Exercise prompt - Copy each record exactly as it reads, leaving out any pictures it holds.

<<<<

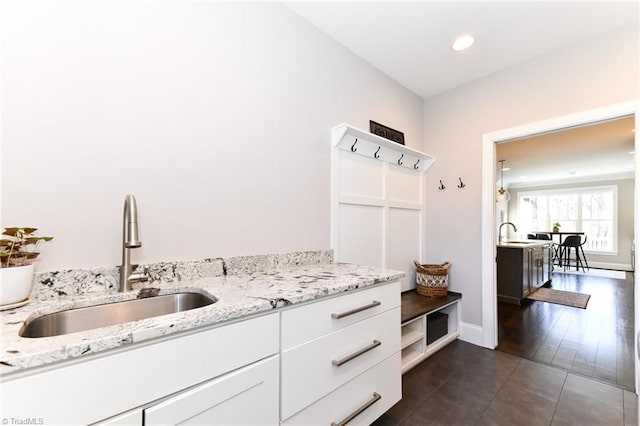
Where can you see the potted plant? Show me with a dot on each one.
(17, 254)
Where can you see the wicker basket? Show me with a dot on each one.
(432, 280)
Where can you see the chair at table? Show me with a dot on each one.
(573, 242)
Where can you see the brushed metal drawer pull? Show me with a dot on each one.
(376, 398)
(339, 362)
(356, 310)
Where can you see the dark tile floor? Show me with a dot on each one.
(464, 384)
(595, 342)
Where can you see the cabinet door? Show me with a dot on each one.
(248, 396)
(526, 272)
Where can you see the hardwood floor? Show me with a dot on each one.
(594, 342)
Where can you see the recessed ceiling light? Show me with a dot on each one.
(463, 42)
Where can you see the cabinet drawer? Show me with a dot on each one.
(136, 375)
(312, 370)
(384, 380)
(305, 323)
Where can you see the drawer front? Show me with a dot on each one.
(248, 396)
(305, 323)
(144, 373)
(311, 371)
(359, 395)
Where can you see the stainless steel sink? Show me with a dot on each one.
(90, 317)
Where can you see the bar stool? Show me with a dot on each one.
(554, 247)
(573, 241)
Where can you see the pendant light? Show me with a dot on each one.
(502, 195)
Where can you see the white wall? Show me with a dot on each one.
(599, 72)
(217, 116)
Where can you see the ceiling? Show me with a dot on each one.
(410, 41)
(588, 153)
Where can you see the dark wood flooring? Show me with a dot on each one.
(594, 342)
(464, 384)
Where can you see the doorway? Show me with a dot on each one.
(489, 296)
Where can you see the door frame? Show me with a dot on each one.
(489, 141)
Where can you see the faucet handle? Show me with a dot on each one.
(140, 276)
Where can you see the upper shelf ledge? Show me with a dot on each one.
(358, 141)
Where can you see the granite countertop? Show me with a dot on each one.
(239, 295)
(523, 243)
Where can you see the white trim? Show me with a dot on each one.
(471, 333)
(609, 265)
(489, 140)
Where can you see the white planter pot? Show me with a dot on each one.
(15, 284)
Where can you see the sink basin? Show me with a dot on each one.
(90, 317)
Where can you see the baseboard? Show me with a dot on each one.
(471, 333)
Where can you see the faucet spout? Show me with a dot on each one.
(500, 229)
(130, 240)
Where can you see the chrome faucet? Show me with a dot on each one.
(130, 241)
(500, 229)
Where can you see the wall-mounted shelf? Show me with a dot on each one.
(358, 141)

>>>>

Written response -
Where can you see the potted plant? Show me with a dot on each one.
(17, 254)
Where can you see the wicker basket? Show me with a dot on each one.
(432, 280)
Where can you see the chair at table? Show me with a dot on each one.
(573, 242)
Where can you see the brushed metal drawer pull? Show me with a dot on each one.
(376, 398)
(339, 362)
(356, 310)
Where can you see the dark tile floor? Show me with a dot on each one.
(464, 384)
(595, 342)
Where can you see the cabinet door? Show me with a dot on each one.
(248, 396)
(526, 272)
Where can you see the hardwood floor? Show me with a dot on each one.
(594, 342)
Where can you see the recessed ceiling light? Show me with a dot on each one.
(463, 42)
Where can you see the cabinet drawer? Show me with a dot on each one.
(136, 375)
(312, 370)
(384, 380)
(305, 323)
Where can you see the drawer front? Show me with a dot on each one.
(248, 396)
(305, 323)
(144, 373)
(311, 371)
(359, 395)
Where can you see the stainless steel sink? Show me with a dot on each one.
(90, 317)
Where can you see the bar stool? Show me with a dot on each one.
(554, 247)
(573, 241)
Where can you see the pendant light? Show me with a dot on each one.
(502, 195)
Where can you see the white wall? Show me with a dot on each one.
(599, 72)
(217, 116)
Where can you see the ceiling? Show me with a dot on each one.
(410, 41)
(588, 153)
Where can you see the dark wood flooring? Show me with a dot on each one.
(594, 342)
(464, 384)
Where can you see the doorway? Show me with a dot on each one.
(489, 296)
Where can you see the door frame? Show me with a dot on each one.
(489, 141)
Where can you see the faucet handle? Show me with a dot on each one.
(140, 276)
Where can you see the upper shelf ledge? Show me with a dot on each one.
(358, 141)
Where can you see the granite countertop? Show me with a dot on each one.
(239, 295)
(523, 243)
Where can you see the white trim? Show me with a dot on each one.
(471, 333)
(609, 265)
(489, 140)
Where can you see the white planter pot? Show me with a dot on each one.
(15, 284)
Where can you see the sink basin? Show me with a dot on each one.
(90, 317)
Where can you see the baseboard? Show me with a dot on each one.
(471, 333)
Where can you see the faucet spout? Show me with a dot on each one.
(500, 229)
(130, 240)
Where can you see the chrome faucet? Show me with a dot on each one.
(130, 241)
(500, 229)
Where can you see the wall-mounted shelf? Show me with a dot on each one.
(358, 141)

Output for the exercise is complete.